Collect all lines containing the word "edge" from the data.

--- Extracted data ---
Start of Block

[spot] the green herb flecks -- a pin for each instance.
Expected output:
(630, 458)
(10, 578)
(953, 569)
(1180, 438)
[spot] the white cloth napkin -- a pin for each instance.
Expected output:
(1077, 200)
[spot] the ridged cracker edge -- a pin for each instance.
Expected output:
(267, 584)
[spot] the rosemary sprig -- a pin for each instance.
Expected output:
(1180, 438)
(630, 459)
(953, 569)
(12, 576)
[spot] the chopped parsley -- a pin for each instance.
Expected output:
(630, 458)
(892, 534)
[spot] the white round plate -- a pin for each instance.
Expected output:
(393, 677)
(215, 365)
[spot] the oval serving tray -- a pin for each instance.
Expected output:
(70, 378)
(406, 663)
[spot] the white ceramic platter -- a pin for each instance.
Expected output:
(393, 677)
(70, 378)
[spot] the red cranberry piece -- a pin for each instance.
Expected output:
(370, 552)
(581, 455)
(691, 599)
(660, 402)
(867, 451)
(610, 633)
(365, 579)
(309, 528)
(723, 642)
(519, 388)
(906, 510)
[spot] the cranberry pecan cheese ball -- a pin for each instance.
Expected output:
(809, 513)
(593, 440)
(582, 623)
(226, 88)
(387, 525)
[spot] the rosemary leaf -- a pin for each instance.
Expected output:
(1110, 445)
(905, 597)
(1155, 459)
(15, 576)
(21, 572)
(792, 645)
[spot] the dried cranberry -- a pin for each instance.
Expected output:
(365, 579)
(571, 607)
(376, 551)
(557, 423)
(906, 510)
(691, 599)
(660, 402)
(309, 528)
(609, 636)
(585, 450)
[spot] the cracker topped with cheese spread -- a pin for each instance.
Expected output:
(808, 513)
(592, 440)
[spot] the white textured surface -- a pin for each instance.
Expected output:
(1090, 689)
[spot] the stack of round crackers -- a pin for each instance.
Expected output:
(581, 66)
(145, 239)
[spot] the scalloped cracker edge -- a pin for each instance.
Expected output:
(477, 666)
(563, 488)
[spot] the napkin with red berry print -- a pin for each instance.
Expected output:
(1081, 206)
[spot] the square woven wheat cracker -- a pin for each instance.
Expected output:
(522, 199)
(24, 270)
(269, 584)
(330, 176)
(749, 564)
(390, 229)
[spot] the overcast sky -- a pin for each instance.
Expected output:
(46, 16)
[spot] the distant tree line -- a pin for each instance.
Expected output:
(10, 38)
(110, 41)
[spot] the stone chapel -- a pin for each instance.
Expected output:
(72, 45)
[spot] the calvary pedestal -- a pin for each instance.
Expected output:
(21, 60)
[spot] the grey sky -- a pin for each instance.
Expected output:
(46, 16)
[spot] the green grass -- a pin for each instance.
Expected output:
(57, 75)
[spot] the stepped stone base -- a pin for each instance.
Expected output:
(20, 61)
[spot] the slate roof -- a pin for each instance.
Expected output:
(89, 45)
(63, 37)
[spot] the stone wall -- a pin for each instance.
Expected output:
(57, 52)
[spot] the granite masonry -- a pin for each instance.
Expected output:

End of Block

--- Expected answer ---
[spot] the ridged cracker edge -- a pin for each instance.
[spot] the scalloped cracker edge -- a pin for each instance.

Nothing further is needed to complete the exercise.